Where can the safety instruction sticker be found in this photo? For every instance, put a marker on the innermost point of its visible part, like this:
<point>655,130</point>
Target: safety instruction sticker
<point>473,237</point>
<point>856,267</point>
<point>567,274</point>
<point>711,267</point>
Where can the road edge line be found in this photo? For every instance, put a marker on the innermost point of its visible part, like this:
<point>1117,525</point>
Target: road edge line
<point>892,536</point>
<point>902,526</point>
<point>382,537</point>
------------------------------------------------------------------------
## What is needed
All of the lines above are to be restated word for word.

## Answer space
Where can the safety instruction sticker be found in this photo? For every instance, put a marker on the innermost point of its visible part, like this:
<point>655,130</point>
Target: safety instruction sticker
<point>473,237</point>
<point>856,267</point>
<point>567,274</point>
<point>711,267</point>
Where can the road edge line be found in this photo? For every instance, put a marker on the innermost point of its visible part, like this:
<point>1117,525</point>
Target: road edge line
<point>892,536</point>
<point>902,526</point>
<point>382,537</point>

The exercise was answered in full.